'''

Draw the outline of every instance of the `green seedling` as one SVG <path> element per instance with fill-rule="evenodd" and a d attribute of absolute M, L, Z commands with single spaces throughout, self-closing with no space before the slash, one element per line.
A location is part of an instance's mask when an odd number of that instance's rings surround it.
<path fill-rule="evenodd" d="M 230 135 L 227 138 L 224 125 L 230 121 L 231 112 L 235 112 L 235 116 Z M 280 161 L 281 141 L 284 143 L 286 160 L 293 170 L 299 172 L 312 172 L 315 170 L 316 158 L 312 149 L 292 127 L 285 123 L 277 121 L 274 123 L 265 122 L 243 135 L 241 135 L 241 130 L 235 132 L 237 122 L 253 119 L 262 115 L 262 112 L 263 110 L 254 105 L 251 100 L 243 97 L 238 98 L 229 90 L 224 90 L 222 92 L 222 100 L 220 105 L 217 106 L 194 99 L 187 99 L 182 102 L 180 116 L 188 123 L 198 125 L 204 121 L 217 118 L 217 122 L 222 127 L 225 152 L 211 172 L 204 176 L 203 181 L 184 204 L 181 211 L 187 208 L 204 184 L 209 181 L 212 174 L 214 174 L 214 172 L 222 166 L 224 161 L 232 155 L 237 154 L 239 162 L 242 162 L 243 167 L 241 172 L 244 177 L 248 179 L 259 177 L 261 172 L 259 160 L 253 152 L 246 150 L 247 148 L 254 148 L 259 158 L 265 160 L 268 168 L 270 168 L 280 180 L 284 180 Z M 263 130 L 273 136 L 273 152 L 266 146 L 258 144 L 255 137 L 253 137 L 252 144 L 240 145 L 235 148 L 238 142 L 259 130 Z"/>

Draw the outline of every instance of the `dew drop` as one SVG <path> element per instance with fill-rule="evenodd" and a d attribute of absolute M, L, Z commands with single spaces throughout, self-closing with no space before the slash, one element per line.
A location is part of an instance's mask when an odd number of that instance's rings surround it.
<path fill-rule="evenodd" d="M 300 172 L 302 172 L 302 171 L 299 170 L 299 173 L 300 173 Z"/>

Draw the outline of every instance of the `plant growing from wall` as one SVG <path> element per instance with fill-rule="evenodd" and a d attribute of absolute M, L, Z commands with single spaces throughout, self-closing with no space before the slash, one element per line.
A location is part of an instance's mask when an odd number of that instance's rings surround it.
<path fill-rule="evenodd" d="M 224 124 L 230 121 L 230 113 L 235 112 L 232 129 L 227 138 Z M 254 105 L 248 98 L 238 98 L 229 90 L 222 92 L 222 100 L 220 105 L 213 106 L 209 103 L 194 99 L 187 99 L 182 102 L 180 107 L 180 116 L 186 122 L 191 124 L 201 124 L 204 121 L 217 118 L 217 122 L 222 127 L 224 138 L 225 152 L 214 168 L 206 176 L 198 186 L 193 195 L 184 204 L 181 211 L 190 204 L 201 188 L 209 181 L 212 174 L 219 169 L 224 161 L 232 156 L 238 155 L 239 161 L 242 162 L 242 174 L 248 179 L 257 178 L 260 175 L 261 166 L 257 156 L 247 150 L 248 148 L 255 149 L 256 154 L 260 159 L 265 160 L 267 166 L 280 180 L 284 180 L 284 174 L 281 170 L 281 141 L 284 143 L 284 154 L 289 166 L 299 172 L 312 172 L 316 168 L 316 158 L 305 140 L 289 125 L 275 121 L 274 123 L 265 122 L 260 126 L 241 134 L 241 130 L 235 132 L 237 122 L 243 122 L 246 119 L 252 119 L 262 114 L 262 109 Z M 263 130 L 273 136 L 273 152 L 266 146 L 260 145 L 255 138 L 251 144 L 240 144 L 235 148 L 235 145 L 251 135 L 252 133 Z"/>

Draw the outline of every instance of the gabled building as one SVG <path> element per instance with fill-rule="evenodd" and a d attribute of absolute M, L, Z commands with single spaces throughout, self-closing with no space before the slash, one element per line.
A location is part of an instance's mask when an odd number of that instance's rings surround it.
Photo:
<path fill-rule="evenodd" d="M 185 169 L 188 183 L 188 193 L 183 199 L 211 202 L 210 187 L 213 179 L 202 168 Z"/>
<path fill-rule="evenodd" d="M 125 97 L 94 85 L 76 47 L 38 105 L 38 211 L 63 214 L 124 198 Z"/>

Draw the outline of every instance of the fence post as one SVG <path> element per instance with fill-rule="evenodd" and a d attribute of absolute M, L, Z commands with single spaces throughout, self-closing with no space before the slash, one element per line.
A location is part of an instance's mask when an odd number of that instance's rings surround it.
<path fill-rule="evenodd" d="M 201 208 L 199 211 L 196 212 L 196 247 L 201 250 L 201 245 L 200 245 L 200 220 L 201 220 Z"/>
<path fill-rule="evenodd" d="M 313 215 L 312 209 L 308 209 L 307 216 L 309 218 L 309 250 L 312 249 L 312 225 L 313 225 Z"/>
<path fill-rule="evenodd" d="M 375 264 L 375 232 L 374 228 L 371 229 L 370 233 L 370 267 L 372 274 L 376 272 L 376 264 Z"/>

'''

#### Work item:
Could you work out how many lines above contain the string "every"? Only the number should be given.

#### Completed exercise:
5